Der GA stellt sodann die Erforderlichkeit (während der gesetz­li­chen Frist) inso­weit in Frage, als die SCHUFA die betref­fen­den Daten jeweils erst bei einer konkre­ten Anfrage eines Kunden beschaf­fen könnte, statt sie im Voraus zu erhe­ben und bei sich zu spei­chern. Gemäss SCHUFA ist dieses Vorgehen für eine zeit­nahe Erteilung der Auskunft unmö­glich, was der GA (eben­falls) dem vorle­gen­den Gericht zu prüfen überlässt.

Interessenabwägung

Bei der Interessenabwägung seien mit Blick auf Leitlinien der Art.-29-Datenschutzgruppe (i) die Bewertung des berech­tig­ten Interesses des Verantwortlichen, (ii) die Folgen für die betrof­fe­nen Personen, (iii) das vorläu­fige Gleichgewicht und (iv) allfäl­lige zusätz­liche Schutzmassnahmen zu berücksichtigen.

In Bezug auf (i) die Interessen der SCHUFA und ihrer Kunden hält der GA fest, dass diese rein wirt­schaft­li­cher Natur, aber – wie bereits fest­ge­hal­ten – legi­tim seien.

Hinsichtlich (ii) der Folgen für die betrof­fe­nen Personen berück­sich­tigt der GA verschie­dene Aspekte :

  • Der mass­ge­bliche Faktor scheine die Löschfrist zu sein : « Je länger die Daten in Datenbanken priva­ter Wirtschaftsauskunfteien gespei­chert werden, desto größer sind die Folgen für die betrof­fene Person. » Der deutsche Gesetzgeber sei davon ausge­gan­gen, dass die Daten über ein Insolvenzverfahren im öffent­li­chen Register sechs Monate veröf­fent­licht sein müssen, um das (obge­nannte) Ziel des Registers zu errei­chen. Die Speicherung der perso­nen­be­zo­ge­nen Daten über diesen Zeitraum hinaus scheine daher a priori erhe­bliche nega­tive Folgen für die betrof­fene Person zu haben.
  • Weiter seien die Zugangsmodalitäten der Datenbank und die beste­hen­den Möglichkeiten für die Verbreitung der perso­nen­be­zo­ge­nen Daten zu berück­sich­ti­gen. Der Eingriff sei stär­ker in Abhängigkeit der Einfachheit des Zugangs und der Zahl der Nutzer. Bereits während der ersten sechs Monate führe die Speicherung der Auskunfteien zu einer zusätz­li­chen nega­ti­ven Auswirkung auf das Privatleben der betrof­fe­nen Personen.
  • Die Folgen nehmen für die betrof­fene Person auch je nach Sensibilität der perso­nen­be­zo­ge­nen Daten zu (unabhän­gig davon, ob es sich um Daten i.S.v. 9 Abs. 1 DSGVO handelt). Der EuGH habe inso­fern fest­ge­hal­ten, dass perso­nen­be­zo­gene Daten über die Beitreibung von Forderungen « sensible » Daten für das Privatleben seien. Die Zugänglichmachung solcher Daten für eine grund­sätz­lich unbe­grenzte Zahl von Nutzern sei ein erhe­bli­cher Eingriff in die Grundrechte.
* * * *
Aufgabe: Schreib den Text über die Datenspeicherung bei der SCHUFA nach seinem letzten Satz weiter.

Vorliegende Angaben:
* * * *
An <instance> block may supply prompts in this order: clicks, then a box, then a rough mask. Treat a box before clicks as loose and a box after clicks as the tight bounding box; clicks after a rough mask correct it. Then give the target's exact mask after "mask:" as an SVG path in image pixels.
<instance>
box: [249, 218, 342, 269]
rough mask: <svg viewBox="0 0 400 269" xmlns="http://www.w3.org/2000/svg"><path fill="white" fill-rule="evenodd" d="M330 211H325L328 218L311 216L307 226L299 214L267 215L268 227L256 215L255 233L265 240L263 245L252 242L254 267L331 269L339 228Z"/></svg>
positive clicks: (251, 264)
* * * *
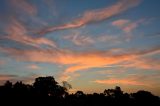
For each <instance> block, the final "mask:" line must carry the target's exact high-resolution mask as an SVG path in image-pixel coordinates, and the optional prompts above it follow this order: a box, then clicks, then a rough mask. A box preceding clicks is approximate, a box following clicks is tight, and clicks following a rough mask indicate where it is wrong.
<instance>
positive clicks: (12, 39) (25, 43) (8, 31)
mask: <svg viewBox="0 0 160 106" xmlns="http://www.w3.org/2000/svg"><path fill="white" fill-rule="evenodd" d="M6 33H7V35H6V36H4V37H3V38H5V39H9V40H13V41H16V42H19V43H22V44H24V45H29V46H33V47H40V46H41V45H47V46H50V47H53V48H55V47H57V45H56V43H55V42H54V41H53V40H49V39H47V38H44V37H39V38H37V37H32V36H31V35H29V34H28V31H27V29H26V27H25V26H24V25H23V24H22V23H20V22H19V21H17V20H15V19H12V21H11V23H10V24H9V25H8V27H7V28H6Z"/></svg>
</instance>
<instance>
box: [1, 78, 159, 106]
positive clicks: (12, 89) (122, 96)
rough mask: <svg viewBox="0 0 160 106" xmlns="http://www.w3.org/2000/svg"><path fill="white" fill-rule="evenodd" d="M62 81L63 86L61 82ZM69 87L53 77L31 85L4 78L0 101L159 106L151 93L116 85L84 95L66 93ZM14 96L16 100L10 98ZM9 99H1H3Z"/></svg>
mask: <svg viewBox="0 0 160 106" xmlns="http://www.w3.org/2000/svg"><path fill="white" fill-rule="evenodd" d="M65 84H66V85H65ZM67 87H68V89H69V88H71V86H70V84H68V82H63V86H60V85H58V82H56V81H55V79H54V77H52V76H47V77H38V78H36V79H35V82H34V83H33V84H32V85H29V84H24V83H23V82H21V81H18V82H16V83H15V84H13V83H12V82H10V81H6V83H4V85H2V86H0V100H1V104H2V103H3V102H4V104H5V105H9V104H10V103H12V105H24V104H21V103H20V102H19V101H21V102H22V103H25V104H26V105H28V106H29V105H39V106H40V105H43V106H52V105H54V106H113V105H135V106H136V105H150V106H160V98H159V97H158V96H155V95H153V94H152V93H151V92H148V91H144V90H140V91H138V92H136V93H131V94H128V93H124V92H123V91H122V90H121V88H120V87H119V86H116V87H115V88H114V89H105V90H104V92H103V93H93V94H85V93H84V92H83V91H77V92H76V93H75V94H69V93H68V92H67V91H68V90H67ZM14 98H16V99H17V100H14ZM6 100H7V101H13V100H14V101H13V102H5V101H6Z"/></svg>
* * * *
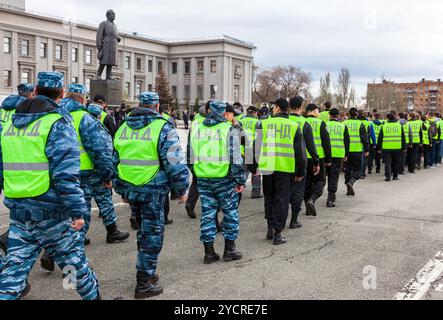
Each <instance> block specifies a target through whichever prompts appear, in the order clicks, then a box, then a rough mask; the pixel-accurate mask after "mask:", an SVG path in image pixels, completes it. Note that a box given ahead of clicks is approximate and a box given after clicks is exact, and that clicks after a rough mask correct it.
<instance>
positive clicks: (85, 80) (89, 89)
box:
* * * *
Antwort folgt:
  • Schliesslich können rechtmäs­sige Datenverarbeitungen im Laufe der Zeit nicht mehr mit der DSGVO verein­bar sein, gerade wenn die betref­fen­den Daten für den Zweck nicht mehr erhe­blich sind (Zeitfaktor). Die SCHUFA müsse begrün­den können, weshalb sich die Speicherung für eine Dauer länger als die gesetz­liche Frist rechtfertige.

Als (iii) vorläu­figes Gleichgewicht (und mangels Hinweise auf (iv) zusätz­liche Schutzmassnahmen auch als Ergebnis) resul­tiert für den GA, dass die erhe­bli­chen nega­ti­ven Folgen, welche die Speicherung der Daten für die betrof­fene Person nach Ablauf der sechs Monaten haben wird, gegenü­ber dem geschäft­li­chen Interesse der Auskunftei und ihrer Kunden an der Speicherung der Daten nach diesem Zeitraum über­wie­gen. Hinsichtlich des Zeitraums von sechs Monaten, während der eine paral­lele Speicherung von Register und Auskunftei bestehe, überlässt der GA dem vorle­gen­den Gericht die Prüfung von Art. 6  Abs. 1 lit. f DSGVO.

Anmerkungen

Die Erforderlichkeit lässt der GA zwar offen, betrach­tet sie aber kritisch. Dabei lässt er ausser Acht, dass auch das Gesetz (zumin­dest inne­rhalb der sechs­mo­na­ti­gen Frist) von der Erheblichkeit der Restschuldbefreiung für die Gläubiger ausgeht und der Richtigkeitsgrundsatz (Art. 5 Abs. 1 lit. d DSGVO) ein (möglichst) voll­stän­diges Bild über die Kreditwürdigkeit verlangt. Ob eine Beschaffung erst bei einer konkre­ten Anfrage eines Kunden genügt, ist eine tech­nische Umsetzungsfrage. In gewis­sen Bereichen, etwa im E‑Commerce, ist jeden­falls für eine « sach­dien­liche » Dienstleistung eine Beurteilung in Echtzeit notwendig.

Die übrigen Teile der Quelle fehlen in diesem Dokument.